* Prompt
Output every record below exactly.

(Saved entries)
Start of Block

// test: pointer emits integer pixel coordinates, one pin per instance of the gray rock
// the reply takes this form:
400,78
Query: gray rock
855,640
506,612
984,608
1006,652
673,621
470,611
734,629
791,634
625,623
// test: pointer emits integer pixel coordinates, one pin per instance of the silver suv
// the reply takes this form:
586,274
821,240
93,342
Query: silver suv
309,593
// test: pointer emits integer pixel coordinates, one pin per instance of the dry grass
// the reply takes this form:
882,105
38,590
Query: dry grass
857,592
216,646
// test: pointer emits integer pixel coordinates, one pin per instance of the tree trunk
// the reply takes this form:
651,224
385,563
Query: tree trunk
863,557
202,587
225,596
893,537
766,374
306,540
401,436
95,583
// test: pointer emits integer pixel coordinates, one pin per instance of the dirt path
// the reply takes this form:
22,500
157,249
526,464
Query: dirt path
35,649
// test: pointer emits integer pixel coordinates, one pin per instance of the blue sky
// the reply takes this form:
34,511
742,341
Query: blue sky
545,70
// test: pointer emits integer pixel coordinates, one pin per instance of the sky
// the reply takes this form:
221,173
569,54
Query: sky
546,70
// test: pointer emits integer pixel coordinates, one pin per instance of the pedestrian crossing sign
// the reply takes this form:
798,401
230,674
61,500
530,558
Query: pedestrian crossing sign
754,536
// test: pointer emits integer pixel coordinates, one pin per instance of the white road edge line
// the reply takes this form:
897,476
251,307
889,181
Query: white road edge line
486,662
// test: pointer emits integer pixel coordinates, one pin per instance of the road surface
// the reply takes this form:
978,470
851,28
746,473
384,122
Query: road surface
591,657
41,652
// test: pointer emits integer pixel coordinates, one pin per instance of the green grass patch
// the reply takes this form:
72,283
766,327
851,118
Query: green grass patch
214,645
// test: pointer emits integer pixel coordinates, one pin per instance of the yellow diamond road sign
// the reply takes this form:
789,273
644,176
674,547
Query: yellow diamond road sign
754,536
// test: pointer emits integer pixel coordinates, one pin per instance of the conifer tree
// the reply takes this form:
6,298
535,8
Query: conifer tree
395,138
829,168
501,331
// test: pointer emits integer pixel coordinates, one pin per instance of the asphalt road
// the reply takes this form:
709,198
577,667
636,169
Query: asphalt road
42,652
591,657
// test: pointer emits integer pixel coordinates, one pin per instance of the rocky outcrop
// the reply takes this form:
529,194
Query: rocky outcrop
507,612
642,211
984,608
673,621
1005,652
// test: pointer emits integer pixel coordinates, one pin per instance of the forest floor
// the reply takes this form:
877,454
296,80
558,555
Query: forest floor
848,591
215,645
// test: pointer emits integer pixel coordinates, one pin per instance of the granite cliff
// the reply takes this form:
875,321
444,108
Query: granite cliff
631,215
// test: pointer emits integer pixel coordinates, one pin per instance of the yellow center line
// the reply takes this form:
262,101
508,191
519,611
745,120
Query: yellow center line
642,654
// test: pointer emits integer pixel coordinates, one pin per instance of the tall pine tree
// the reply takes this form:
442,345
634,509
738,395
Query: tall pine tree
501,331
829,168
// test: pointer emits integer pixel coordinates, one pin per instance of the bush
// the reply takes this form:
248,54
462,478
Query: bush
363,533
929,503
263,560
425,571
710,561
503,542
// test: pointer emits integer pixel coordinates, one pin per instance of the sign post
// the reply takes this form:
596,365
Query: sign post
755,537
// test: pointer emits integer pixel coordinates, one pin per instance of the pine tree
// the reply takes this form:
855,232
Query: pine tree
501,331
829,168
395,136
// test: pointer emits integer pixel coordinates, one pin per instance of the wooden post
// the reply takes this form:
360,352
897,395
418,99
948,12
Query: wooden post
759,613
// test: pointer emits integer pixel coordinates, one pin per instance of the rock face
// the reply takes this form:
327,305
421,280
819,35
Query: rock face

End of Block

* Answer box
// test: pointer emits integer pixel coordinates, one pin per instance of the gray rock
// the reply takes this form:
400,78
Query: gray rock
855,640
506,612
984,608
1006,652
673,621
470,611
734,629
791,634
625,623
// test: pointer emits integer pixel coordinates, one pin per instance of the silver suv
// the reply takes this form:
586,274
821,240
93,342
Query: silver suv
309,593
// test: pointer emits integer pixel coordinates, one pin per instance of the dry grass
// the reply takes this form:
882,105
38,590
Query: dry grass
857,592
216,646
// test: pointer emits integer pixel coordinates, one pin per instance of the tree trunk
// the reply takes this form:
651,224
385,563
Query: tree trunk
863,557
202,587
225,596
893,537
766,374
306,540
401,436
95,583
// test: pointer emits integer pixel coordinates, one pin per instance of the dirt path
// the reply takes this form:
22,500
157,249
526,464
Query: dirt path
35,649
// test: pointer emits integer pixel coordinates, one pin per instance of the blue sky
// the reply takes this form:
34,511
742,341
Query: blue sky
545,70
// test: pointer emits integer pixel coordinates, one pin per instance of the sky
// the reply takes this form:
221,173
569,54
Query: sky
546,70
// test: pointer emits integer pixel coordinates, one pin per instance of the pedestrian crossing sign
// the reply takes this form:
798,401
230,674
61,500
530,558
Query: pedestrian crossing sign
754,536
// test: pointer emits integer pixel coordinates, one pin per instance of the white road edge line
// the reply takes this form:
897,476
251,307
889,181
Query: white road edge line
486,662
// test: pointer emits integer pixel coordinates, one pin per instance of the road surface
// the reply takes this form:
978,470
851,28
746,473
384,122
Query: road surface
591,657
41,652
// test: pointer emits integer pixel coordinates, one pin per instance of the green grass patch
// the reply takes this form:
72,283
766,327
851,118
Query: green grass patch
214,645
// test: pointer emits integer pixel coordinates, one pin per instance of the yellow diamond road sign
// the reply takes this form:
789,273
644,176
674,547
Query: yellow diamond road sign
754,536
// test: pointer emits integer pixel coordinates, one pin per instance of the conifer tree
// the reply takes this form:
6,298
535,8
Query: conifer tree
395,138
829,168
501,331
// test: pointer emits integer pixel coordinates, one pin per instance of the asphalt road
// the reply takes this form:
709,198
577,667
636,169
Query: asphalt road
42,652
591,657
// test: pointer emits integer pixel coordinates, one pin per instance of the rocky outcrop
// the reply takes this form:
529,194
Query: rocky outcrop
507,612
642,211
984,608
673,621
1005,652
// test: pointer emits integer pixel coordinates, one pin per instance of the forest floor
// the reply takes this form:
877,454
296,80
558,555
Query: forest floor
848,591
215,645
// test: pointer emits integer pixel coordinates, one pin per instance of the granite cliff
// the reply takes this form:
875,321
444,108
Query: granite cliff
631,215
// test: pointer emits integer pixel coordinates, one pin per instance of the yellow center line
// the reply takes this form:
262,101
508,191
519,611
745,120
Query: yellow center line
642,654
// test: pointer emits integer pixel coordinates, one pin per instance of the tall pine tree
// the reply takes this form:
442,345
634,509
738,395
Query: tall pine tree
501,331
829,168
// test: pointer emits integer pixel coordinates, one pin per instance of the bush
// the reply takes this form:
248,54
462,478
Query: bush
363,533
929,503
263,560
425,571
710,561
503,542
// test: pointer emits integer pixel coordinates, one pin per instance of the sign post
// the reply takes this form:
596,365
Query: sign post
755,537
// test: pointer emits integer pixel coordinates, one pin per instance of the pine tree
// the reply takes this form:
855,232
Query: pine tree
501,331
829,168
395,136
// test: pointer emits integer pixel coordinates, one pin per instance of the wooden post
// the reply takes this form:
360,352
897,395
418,99
948,12
Query: wooden post
759,613
// test: pointer emits integer pixel coordinates, one pin per instance of the rock face
// the reply takes this form:
327,305
421,280
819,35
Query: rock face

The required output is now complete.